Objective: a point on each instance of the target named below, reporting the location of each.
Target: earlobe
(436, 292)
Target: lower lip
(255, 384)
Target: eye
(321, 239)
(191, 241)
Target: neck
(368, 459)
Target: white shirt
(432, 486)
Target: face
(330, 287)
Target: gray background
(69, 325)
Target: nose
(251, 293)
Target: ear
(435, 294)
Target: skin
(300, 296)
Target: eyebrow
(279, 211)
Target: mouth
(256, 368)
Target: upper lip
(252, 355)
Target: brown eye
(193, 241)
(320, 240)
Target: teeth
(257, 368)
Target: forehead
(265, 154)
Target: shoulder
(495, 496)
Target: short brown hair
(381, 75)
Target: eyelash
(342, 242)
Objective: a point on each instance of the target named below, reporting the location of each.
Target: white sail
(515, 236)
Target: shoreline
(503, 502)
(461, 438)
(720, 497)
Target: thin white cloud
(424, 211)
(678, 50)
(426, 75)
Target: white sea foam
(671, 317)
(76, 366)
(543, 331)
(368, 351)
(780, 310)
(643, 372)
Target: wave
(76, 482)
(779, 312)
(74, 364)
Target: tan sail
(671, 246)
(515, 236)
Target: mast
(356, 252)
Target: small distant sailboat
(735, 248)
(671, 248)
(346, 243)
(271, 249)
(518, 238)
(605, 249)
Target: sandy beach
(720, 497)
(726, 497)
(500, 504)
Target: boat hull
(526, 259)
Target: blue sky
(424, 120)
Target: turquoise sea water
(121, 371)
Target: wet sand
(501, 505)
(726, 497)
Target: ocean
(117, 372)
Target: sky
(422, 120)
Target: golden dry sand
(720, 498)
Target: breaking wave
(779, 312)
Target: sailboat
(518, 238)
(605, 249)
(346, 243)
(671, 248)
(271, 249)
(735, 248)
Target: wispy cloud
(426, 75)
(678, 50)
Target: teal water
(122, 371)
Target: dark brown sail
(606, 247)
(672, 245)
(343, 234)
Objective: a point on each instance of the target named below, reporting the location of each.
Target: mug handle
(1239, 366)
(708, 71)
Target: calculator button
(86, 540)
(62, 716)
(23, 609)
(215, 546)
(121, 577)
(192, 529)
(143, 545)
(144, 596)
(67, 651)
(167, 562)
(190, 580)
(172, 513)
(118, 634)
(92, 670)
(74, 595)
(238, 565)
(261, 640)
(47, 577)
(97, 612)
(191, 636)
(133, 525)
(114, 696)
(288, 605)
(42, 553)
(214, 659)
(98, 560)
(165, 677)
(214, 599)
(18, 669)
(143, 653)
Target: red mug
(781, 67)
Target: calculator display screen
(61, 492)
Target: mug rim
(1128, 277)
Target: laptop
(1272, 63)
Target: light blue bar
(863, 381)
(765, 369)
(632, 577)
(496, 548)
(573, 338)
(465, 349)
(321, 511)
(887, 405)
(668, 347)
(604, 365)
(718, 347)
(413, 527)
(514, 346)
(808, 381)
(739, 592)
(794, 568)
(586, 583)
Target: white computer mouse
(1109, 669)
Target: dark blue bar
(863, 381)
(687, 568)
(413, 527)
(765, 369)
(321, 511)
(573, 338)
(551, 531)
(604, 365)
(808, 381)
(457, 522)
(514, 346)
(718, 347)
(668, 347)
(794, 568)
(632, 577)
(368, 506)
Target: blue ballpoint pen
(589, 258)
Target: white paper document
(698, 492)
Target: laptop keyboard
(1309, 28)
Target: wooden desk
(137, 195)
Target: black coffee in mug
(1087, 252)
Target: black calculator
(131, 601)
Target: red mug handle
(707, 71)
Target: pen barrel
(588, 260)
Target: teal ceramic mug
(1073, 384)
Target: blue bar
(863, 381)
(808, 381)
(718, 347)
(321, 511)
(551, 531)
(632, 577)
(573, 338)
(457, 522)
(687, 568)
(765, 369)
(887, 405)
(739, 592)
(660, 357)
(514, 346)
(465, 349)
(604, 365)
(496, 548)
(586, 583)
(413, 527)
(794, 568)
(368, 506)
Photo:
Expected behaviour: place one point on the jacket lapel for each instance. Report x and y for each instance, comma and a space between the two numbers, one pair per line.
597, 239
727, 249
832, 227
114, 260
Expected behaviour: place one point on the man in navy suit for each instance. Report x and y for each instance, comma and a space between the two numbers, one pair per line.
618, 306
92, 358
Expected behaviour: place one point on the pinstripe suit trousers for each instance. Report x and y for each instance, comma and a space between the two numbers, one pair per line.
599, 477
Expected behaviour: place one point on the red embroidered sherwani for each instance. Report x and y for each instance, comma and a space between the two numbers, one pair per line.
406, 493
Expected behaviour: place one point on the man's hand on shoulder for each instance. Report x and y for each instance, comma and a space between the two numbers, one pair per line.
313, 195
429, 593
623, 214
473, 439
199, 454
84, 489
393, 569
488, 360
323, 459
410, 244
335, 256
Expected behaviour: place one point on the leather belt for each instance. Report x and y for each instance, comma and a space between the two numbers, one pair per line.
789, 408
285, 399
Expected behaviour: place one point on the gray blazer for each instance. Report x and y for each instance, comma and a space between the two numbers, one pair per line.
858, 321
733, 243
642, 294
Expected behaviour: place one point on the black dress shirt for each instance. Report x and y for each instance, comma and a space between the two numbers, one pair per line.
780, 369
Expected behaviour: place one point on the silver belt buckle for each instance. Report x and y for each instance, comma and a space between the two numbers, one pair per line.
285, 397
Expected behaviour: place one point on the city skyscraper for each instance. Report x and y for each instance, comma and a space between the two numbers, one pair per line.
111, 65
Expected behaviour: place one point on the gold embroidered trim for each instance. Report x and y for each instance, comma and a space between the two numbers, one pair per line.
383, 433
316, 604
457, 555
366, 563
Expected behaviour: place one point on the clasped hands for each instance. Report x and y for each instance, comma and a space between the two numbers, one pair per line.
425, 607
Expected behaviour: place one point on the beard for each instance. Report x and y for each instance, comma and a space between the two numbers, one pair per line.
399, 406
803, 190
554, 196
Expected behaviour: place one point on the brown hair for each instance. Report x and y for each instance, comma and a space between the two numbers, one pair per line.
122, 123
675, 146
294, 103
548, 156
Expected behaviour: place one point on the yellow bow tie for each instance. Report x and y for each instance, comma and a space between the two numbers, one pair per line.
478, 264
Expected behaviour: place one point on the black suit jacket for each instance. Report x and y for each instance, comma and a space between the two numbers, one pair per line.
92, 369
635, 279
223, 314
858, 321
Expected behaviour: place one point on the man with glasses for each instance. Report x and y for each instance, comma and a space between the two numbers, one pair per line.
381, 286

* _WRITTEN INSTRUCTION_
Type out the whole listing above again, exactly as it stands.

* _COMPLETE ANSWER_
Objective: a point on each instance of the target named below, reporting the location of each.
Target: earlobe
(436, 292)
Target: lower lip
(255, 384)
Target: eye
(321, 239)
(191, 241)
Target: neck
(368, 459)
Target: white shirt
(432, 486)
Target: face
(330, 287)
Target: gray background
(69, 325)
Target: nose
(251, 293)
Target: ear
(435, 294)
Target: skin
(300, 296)
Target: eyebrow
(279, 211)
Target: mouth
(256, 368)
Target: upper lip
(252, 355)
Target: brown eye
(193, 241)
(320, 240)
Target: teeth
(257, 368)
Target: forehead
(265, 154)
Target: shoulder
(495, 496)
Target: short brown hair
(381, 75)
Target: eyelash
(342, 242)
Objective: a point on each instance of the target named below, reporting the location of each.
Target: white sail
(515, 236)
Target: shoreline
(503, 502)
(461, 438)
(720, 497)
Target: thin white cloud
(424, 211)
(678, 50)
(426, 75)
Target: white sea foam
(671, 317)
(76, 366)
(543, 331)
(368, 351)
(780, 310)
(643, 372)
Target: wave
(76, 482)
(779, 312)
(74, 364)
Target: tan sail
(671, 246)
(515, 236)
Target: mast
(356, 252)
Target: small distant sailboat
(735, 248)
(671, 248)
(346, 243)
(271, 249)
(518, 238)
(605, 249)
Target: sandy beach
(720, 497)
(726, 497)
(500, 504)
Target: boat hull
(526, 259)
Target: blue sky
(424, 120)
Target: turquoise sea water
(121, 371)
Target: wet sand
(501, 505)
(726, 497)
Target: ocean
(117, 372)
Target: sky
(422, 120)
Target: golden dry sand
(720, 498)
Target: breaking wave
(779, 312)
Target: sailboat
(518, 238)
(605, 249)
(346, 243)
(671, 248)
(271, 249)
(735, 248)
Target: wispy cloud
(426, 75)
(678, 50)
Target: teal water
(122, 371)
Target: dark brown sail
(606, 247)
(672, 245)
(343, 234)
Objective: a point on each instance of the target named below, reporting the location of each.
Target: mug handle
(1239, 366)
(708, 71)
Target: calculator button
(86, 540)
(62, 716)
(23, 609)
(215, 546)
(121, 577)
(192, 529)
(143, 545)
(144, 596)
(67, 651)
(167, 562)
(190, 580)
(172, 513)
(118, 634)
(92, 670)
(74, 595)
(238, 565)
(261, 640)
(47, 577)
(97, 612)
(191, 636)
(133, 525)
(114, 696)
(288, 605)
(42, 553)
(214, 659)
(98, 560)
(165, 677)
(214, 599)
(18, 669)
(143, 653)
Target: red mug
(781, 67)
Target: calculator display screen
(61, 492)
Target: mug rim
(1128, 277)
Target: laptop
(1272, 63)
Target: light blue bar
(863, 381)
(765, 369)
(632, 577)
(496, 548)
(573, 338)
(465, 349)
(321, 511)
(887, 405)
(668, 347)
(604, 365)
(718, 347)
(413, 527)
(514, 346)
(808, 381)
(739, 592)
(794, 568)
(586, 583)
Target: white computer mouse
(1109, 669)
Target: dark blue bar
(863, 381)
(687, 568)
(413, 527)
(765, 369)
(321, 511)
(573, 338)
(551, 531)
(604, 365)
(808, 381)
(457, 522)
(514, 346)
(718, 347)
(668, 347)
(794, 568)
(632, 577)
(368, 506)
Target: blue ballpoint pen
(589, 258)
Target: white paper document
(698, 492)
Target: laptop keyboard
(1309, 28)
Target: wooden desk
(137, 195)
Target: black coffee in mug
(1087, 252)
Target: black calculator
(131, 601)
Target: red mug handle
(707, 71)
Target: pen barrel
(588, 260)
Target: teal ceramic mug
(1073, 384)
Target: blue bar
(863, 381)
(808, 381)
(718, 347)
(321, 511)
(551, 531)
(632, 577)
(573, 338)
(457, 522)
(687, 568)
(765, 369)
(887, 405)
(739, 592)
(660, 357)
(514, 346)
(465, 349)
(604, 365)
(496, 548)
(586, 583)
(413, 527)
(794, 568)
(368, 506)
Photo:
Expected behaviour: place one point on the jacket lapel for each instance. Report x and y for each instance, comma and a space between the two numbers, one pair per line.
597, 239
727, 249
832, 227
114, 260
Expected behaviour: place one point on the man in navy suit for each instance. Report x and y for each instance, comma and a space between the two numbers, one pair per line.
618, 306
92, 358
Expected behaviour: place one point on the pinstripe suit trousers for each instance. Report x and y for each instance, comma and a space between the two numbers, one pair per line.
599, 477
Expected behaviour: place one point on the red embroidered sherwani for each instance. Report x and y for each instance, comma and a space between the two numbers, one pair per line.
406, 493
Expected behaviour: place one point on the man's hand on shoulder for each instance. Report x and y for each instance, comma and a space between the two numbers, one pair per line.
313, 195
429, 593
623, 214
473, 439
199, 454
84, 489
393, 569
488, 360
323, 459
410, 244
335, 256
Expected behaviour: place one point on the leather belt for each instance. Report x and y for each instance, comma and a space between the two numbers, one pair per line.
789, 408
285, 399
Expected behaviour: place one point on the gray blazer for each instance. Report x and y for each instance, comma and a space between the two numbers, one pair per line.
858, 321
733, 243
642, 294
Expected behaviour: place one point on the black dress shirt for each instance. Report x and y for each instance, comma and a space between the two numbers, one pair per line.
780, 369
Expected behaviour: place one point on the silver belt buckle for each instance. Report x and y for each instance, comma and a space between the two numbers, one pair per line.
285, 397
Expected behaviour: place one point on the city skyscraper for each instance. Report x and y for each instance, comma and a space between the two numbers, one pair per line.
111, 65
Expected behaviour: place one point on the gold embroidered trim for each instance. Report x and y for each instance, comma and a space between the two numbers, one pair per line.
383, 433
316, 604
457, 555
366, 563
Expected behaviour: place one point on the clasped hands for each instance. Report x and y for each instance, comma and a space between the two numbers, one pair per line.
425, 607
Expected behaviour: place one point on the beard for each instance. Report x and y for each instance, comma and a space between the two numbers, one pair per line.
399, 406
803, 190
554, 196
Expected behaviour: place one point on the brown hair for each instance. Report x and y for each instance, comma and a space between the two numbers, one pair per line.
122, 123
675, 146
294, 103
548, 156
Expected behaviour: place one point on the yellow bow tie for each instance. Report x and y for each instance, comma and a space between the two numbers, one pair per line.
478, 264
Expected behaviour: place one point on the black suit jacket for each instance. Report x and y for each instance, comma and a space between the two numbers, one pair per line.
92, 369
635, 279
223, 314
858, 321
Expected behaviour: place one point on the man with glasses for each instance. Report x and y for each instance, comma and a space between the two numbers, one pair per line.
381, 286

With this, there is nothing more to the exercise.